*PROBLEM DESCRIPTION*: Starting with the line that contains "Can you see the pine", reproduce each line through the end of the entries exactly as written.

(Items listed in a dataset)
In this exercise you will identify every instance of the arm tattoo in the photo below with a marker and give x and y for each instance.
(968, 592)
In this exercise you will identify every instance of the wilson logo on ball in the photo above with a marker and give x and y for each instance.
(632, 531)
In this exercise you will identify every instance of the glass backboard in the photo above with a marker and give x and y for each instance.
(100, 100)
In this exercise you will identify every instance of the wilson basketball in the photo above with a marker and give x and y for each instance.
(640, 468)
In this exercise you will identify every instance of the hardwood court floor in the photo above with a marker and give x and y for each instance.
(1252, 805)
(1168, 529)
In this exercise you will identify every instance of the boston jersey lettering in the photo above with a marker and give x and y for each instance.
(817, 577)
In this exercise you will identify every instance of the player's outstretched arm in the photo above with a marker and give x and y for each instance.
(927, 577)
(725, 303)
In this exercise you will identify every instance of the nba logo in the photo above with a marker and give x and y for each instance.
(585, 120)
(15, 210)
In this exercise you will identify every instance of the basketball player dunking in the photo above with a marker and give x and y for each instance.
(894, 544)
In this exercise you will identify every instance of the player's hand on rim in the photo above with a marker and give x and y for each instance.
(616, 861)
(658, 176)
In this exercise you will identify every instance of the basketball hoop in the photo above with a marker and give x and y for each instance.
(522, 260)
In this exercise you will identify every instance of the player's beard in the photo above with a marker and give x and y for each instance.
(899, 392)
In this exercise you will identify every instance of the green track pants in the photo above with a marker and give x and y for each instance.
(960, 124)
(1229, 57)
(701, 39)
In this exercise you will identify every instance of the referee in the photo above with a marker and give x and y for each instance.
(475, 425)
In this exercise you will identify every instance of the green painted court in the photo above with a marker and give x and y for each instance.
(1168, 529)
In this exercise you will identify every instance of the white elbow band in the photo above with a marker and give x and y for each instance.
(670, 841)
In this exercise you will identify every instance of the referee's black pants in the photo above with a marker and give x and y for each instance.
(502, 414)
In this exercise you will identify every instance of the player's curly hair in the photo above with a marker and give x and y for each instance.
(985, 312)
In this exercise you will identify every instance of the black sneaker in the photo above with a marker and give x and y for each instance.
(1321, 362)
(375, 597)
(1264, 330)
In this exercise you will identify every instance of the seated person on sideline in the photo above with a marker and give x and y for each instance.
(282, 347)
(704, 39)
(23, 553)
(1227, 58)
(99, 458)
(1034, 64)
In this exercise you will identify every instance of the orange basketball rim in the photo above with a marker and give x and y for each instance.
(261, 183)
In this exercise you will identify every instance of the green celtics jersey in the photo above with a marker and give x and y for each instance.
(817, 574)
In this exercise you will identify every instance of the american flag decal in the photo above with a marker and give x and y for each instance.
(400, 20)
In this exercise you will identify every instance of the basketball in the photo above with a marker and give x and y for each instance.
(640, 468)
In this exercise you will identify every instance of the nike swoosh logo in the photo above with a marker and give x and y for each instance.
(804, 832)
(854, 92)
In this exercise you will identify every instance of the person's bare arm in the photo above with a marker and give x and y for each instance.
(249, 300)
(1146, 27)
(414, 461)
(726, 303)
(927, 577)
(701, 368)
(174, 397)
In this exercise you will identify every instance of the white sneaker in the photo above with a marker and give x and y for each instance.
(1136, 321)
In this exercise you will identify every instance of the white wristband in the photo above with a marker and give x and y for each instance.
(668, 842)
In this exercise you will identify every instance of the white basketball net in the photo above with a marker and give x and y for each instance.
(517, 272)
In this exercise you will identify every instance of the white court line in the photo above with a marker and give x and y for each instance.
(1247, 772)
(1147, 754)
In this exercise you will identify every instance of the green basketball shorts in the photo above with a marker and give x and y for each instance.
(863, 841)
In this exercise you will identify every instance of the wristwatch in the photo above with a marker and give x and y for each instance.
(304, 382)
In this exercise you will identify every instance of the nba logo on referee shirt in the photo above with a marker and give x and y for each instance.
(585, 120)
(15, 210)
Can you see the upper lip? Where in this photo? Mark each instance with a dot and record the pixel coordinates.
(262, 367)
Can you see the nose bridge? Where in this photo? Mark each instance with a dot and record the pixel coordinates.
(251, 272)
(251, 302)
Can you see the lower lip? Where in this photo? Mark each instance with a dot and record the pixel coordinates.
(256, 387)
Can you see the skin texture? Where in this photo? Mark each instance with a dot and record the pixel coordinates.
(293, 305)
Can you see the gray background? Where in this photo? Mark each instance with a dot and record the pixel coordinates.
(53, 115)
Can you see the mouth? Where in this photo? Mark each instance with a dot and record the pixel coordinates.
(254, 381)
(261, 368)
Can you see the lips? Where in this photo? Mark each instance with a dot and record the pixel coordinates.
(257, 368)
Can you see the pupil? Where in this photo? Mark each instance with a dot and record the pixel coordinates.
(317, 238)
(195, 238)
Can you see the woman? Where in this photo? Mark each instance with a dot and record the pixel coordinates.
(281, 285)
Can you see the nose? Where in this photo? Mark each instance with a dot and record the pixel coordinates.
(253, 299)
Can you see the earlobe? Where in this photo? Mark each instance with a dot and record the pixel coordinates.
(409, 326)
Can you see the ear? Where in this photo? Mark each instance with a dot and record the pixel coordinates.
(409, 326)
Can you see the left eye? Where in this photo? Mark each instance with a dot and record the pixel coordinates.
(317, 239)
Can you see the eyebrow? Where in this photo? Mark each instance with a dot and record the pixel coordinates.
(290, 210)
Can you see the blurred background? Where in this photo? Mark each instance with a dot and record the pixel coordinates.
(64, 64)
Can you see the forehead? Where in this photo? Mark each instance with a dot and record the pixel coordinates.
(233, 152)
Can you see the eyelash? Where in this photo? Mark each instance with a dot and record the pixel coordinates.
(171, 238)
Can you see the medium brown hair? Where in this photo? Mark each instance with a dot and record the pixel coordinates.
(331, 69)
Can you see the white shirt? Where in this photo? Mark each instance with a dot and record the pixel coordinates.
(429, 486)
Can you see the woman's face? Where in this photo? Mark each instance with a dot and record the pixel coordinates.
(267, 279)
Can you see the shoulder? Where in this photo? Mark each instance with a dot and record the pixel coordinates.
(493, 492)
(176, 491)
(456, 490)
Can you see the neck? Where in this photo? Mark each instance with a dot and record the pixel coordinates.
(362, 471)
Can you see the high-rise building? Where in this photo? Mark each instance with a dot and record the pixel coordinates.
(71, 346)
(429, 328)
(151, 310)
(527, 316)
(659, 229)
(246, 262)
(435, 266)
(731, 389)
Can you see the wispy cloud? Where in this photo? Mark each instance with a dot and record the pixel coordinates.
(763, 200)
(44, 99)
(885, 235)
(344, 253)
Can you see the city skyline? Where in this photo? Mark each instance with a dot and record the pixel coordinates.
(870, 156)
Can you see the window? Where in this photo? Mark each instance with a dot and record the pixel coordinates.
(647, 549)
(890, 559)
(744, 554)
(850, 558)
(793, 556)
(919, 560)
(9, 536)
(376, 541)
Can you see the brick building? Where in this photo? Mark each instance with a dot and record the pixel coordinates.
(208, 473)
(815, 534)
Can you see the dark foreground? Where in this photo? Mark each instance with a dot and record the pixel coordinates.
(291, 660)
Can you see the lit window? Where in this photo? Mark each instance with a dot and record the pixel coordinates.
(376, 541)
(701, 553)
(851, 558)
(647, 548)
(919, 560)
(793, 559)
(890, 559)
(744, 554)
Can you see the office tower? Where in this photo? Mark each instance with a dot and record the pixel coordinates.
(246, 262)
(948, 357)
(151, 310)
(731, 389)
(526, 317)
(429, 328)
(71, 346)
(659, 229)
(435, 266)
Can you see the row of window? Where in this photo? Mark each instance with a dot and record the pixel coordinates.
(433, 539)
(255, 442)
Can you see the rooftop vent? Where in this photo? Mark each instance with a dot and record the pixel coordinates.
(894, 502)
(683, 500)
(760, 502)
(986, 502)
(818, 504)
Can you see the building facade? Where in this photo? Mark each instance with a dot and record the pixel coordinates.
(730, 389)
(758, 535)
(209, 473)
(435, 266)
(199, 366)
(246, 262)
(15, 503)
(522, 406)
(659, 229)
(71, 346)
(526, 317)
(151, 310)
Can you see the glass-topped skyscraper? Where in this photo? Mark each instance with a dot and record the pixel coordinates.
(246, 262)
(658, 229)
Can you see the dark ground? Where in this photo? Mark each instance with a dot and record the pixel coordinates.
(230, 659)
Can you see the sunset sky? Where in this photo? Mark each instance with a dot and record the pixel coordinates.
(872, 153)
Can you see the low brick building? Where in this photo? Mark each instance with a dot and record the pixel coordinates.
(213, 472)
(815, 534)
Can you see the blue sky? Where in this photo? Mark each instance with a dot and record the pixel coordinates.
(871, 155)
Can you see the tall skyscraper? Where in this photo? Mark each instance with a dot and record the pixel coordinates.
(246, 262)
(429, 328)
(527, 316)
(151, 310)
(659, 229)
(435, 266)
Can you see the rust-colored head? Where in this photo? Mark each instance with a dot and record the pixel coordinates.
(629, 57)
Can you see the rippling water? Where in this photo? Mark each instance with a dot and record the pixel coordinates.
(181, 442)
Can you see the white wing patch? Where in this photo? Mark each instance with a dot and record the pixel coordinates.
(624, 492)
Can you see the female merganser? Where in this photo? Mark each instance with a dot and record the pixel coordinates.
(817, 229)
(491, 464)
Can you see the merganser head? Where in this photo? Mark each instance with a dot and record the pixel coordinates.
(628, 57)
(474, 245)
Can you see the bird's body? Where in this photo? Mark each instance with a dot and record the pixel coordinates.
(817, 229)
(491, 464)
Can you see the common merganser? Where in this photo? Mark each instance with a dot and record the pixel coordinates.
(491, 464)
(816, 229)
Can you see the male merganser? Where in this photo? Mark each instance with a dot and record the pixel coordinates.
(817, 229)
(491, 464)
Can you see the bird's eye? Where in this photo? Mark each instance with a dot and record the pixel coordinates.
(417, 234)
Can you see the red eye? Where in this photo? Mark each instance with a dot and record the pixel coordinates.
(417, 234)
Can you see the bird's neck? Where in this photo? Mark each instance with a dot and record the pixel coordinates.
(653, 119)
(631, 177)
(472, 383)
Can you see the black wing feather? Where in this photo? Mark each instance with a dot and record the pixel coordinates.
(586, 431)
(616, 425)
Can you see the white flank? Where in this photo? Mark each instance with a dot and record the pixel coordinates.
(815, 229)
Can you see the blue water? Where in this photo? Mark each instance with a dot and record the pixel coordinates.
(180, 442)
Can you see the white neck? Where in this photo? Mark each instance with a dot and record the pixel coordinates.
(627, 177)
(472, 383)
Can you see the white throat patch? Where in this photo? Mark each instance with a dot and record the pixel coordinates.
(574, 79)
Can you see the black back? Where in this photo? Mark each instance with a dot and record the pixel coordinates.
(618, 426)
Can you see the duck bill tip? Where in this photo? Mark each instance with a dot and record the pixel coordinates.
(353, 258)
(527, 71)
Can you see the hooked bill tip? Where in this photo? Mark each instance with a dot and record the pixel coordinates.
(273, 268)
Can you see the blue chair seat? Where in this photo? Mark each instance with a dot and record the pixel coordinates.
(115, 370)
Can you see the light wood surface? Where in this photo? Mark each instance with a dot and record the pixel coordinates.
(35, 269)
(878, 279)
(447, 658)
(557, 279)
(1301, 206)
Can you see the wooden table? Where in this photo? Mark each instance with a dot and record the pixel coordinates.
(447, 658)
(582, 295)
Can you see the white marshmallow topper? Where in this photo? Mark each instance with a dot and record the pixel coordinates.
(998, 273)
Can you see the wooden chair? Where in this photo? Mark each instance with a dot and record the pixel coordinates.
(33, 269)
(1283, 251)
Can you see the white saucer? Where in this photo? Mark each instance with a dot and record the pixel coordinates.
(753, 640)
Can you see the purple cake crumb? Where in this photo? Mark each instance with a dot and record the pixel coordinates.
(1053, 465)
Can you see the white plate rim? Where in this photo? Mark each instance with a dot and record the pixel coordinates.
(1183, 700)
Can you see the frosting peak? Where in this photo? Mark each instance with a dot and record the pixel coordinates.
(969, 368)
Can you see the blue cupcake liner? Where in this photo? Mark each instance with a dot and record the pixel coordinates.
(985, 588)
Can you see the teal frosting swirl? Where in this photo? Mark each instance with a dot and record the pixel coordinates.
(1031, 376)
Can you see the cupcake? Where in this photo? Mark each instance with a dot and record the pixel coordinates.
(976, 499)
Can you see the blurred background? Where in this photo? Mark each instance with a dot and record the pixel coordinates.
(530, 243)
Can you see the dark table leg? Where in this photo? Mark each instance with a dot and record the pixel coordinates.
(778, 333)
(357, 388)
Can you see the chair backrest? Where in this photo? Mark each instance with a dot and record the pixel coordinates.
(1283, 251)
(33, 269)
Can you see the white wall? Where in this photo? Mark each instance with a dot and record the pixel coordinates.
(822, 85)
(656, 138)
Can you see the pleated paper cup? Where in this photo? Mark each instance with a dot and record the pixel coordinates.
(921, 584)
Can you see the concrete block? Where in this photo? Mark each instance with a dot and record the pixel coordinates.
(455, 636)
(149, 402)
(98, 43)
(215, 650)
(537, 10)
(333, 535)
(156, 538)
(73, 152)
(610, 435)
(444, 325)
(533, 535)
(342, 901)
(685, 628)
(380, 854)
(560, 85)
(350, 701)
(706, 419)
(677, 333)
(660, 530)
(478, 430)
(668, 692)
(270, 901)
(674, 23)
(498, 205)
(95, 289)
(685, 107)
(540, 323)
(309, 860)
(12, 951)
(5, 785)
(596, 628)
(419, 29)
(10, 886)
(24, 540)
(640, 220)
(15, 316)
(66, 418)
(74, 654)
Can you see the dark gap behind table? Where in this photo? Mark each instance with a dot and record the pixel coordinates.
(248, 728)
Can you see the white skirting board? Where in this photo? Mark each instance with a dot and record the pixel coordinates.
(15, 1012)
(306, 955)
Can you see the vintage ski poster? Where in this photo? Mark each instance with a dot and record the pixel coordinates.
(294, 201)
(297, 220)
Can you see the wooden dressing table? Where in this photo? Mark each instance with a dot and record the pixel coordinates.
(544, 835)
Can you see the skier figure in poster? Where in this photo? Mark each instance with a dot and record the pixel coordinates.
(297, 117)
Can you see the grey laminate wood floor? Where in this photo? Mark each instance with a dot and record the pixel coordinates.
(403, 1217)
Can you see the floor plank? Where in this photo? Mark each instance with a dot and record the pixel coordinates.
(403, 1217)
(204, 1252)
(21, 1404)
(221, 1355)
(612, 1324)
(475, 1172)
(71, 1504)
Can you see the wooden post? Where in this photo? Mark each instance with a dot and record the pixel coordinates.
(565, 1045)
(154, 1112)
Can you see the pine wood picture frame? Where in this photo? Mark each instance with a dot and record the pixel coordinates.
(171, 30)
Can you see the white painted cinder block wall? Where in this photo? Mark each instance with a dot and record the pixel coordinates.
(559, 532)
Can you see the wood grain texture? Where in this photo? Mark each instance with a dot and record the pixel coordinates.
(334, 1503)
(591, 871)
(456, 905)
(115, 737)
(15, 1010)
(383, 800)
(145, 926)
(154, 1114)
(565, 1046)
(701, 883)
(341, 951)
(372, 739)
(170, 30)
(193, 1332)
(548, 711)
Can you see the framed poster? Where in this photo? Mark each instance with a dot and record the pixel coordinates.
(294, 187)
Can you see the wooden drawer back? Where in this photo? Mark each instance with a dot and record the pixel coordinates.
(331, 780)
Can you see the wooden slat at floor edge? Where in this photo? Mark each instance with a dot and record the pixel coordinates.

*TASK OUTPUT*:
Can you see the pine wood picture frame? Where in this photo? Mark each instance with a dot and record the pixel coordinates.
(171, 30)
Can you see the white painted cinder block wall? Where in this photo? Mark each instance with a dot and record the pixel coordinates.
(559, 532)
Can you see the wood grain texture? Where in this photo? Mark each instance with a dot and record the pixel coordinates.
(334, 1503)
(591, 871)
(456, 905)
(115, 737)
(15, 1010)
(383, 800)
(145, 926)
(154, 1114)
(565, 1046)
(701, 883)
(341, 951)
(372, 739)
(170, 30)
(193, 1332)
(548, 711)
Can you see the framed poster? Where in this photo? Mark each instance with a dot and record the pixel coordinates.
(294, 187)
Can you see the wooden drawer back? Where in this photo? Mark each instance with a dot and record the pixel coordinates.
(331, 780)
Can you see the wooden slat at floor edge? Where in this photo? Mark each instance with a dot and record the pixel coordinates.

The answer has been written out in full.